* [DIRECTIONS FOR THIS TASK]: Rewrite the entries from the line that contains "Where can you see the black air" through the end of the entries as a numbered list, leaving out any blank lines.

* [INFORMATION SUPPLIED]:
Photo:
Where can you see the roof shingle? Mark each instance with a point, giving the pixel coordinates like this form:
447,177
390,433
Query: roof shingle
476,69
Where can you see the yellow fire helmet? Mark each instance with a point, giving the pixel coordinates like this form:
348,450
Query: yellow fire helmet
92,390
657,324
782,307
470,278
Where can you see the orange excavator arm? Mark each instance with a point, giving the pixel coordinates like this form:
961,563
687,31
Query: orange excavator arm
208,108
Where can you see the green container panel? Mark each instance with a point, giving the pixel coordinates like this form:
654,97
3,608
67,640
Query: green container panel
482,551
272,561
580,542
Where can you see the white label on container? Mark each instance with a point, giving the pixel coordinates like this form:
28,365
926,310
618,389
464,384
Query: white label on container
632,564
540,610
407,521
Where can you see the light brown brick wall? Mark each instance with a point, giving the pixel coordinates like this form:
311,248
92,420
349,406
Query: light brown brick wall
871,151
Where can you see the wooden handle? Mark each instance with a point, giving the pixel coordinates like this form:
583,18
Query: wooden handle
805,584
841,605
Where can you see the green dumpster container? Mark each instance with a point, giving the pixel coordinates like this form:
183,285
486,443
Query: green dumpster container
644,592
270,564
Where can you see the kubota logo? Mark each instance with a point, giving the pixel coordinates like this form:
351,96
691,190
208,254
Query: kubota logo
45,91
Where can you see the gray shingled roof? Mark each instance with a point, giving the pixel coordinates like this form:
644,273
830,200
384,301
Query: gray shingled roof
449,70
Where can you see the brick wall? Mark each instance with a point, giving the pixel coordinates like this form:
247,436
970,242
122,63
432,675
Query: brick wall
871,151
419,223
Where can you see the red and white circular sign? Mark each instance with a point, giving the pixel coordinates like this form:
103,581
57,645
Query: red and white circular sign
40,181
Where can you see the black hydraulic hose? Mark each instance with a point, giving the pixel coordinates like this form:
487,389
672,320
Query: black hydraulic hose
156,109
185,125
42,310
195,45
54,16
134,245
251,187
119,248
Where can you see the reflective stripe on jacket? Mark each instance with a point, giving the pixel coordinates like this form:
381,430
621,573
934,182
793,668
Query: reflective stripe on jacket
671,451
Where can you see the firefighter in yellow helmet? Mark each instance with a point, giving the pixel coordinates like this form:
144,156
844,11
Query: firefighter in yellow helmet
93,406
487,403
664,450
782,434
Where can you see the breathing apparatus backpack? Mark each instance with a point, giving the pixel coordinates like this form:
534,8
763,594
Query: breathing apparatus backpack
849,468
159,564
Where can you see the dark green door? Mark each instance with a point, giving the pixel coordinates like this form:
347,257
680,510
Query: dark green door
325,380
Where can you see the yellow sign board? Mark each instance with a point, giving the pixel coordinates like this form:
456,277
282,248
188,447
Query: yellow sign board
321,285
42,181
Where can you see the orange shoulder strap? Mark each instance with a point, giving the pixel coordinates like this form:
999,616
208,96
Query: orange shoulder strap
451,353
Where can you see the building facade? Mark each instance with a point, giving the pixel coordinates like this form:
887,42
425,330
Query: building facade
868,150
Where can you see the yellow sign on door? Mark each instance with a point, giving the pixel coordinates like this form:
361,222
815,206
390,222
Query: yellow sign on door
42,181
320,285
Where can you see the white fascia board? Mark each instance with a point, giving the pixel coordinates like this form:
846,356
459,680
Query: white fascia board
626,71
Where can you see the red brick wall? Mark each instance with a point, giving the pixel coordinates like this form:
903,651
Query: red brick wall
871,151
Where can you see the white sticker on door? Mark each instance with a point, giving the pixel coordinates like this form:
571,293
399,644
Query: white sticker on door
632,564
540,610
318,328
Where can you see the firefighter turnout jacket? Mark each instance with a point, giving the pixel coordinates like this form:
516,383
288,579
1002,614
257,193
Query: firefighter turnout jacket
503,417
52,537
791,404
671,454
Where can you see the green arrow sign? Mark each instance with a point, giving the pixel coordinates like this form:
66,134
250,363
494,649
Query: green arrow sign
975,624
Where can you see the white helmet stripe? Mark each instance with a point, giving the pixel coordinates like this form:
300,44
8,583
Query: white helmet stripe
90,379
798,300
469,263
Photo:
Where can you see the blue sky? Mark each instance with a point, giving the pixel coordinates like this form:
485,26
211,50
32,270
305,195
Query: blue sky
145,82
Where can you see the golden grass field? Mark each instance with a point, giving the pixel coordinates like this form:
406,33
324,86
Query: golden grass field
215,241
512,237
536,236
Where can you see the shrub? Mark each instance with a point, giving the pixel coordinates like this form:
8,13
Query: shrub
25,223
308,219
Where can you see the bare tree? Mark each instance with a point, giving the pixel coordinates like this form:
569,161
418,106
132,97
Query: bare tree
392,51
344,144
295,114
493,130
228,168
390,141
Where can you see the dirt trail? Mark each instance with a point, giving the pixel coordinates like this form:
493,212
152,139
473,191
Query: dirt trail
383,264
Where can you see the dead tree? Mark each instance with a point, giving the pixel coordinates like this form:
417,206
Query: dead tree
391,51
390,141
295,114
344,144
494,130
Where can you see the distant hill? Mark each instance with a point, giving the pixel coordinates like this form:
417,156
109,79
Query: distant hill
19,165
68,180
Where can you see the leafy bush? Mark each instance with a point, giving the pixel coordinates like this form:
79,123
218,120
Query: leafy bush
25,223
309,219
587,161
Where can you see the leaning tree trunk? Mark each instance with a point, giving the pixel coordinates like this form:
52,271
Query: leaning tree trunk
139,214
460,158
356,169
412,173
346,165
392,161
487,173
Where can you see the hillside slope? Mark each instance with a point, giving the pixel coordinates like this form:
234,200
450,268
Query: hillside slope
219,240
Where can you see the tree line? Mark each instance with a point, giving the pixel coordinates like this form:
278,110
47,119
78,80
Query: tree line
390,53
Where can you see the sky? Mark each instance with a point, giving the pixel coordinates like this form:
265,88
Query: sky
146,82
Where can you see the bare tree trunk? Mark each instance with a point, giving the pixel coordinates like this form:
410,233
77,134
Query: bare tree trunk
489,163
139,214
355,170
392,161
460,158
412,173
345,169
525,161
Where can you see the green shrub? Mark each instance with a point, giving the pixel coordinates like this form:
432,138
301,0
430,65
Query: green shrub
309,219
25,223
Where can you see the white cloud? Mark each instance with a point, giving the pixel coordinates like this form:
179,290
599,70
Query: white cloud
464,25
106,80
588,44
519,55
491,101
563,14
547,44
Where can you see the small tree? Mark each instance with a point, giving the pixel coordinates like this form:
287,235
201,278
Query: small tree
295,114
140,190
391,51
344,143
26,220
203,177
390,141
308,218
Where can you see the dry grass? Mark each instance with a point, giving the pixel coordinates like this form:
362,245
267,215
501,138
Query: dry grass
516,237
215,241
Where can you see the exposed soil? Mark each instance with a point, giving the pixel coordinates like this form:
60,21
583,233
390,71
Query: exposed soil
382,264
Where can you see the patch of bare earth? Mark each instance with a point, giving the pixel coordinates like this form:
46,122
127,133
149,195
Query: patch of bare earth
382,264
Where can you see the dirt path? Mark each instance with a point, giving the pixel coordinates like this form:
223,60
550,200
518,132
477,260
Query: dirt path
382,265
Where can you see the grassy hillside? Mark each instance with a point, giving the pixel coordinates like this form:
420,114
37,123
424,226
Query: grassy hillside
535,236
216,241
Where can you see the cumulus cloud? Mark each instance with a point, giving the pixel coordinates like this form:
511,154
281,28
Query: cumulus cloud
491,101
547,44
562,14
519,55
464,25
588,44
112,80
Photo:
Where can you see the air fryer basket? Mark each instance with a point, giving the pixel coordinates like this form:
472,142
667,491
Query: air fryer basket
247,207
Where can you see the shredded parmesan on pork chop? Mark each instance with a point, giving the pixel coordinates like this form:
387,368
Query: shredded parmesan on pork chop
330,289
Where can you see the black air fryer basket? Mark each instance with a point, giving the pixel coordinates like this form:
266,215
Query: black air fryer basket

* [SOLUTION]:
1. Where can you see the black air fryer basket? Mark each instance with a point, giving the pixel coordinates like this form:
2. 266,215
3. Query: black air fryer basket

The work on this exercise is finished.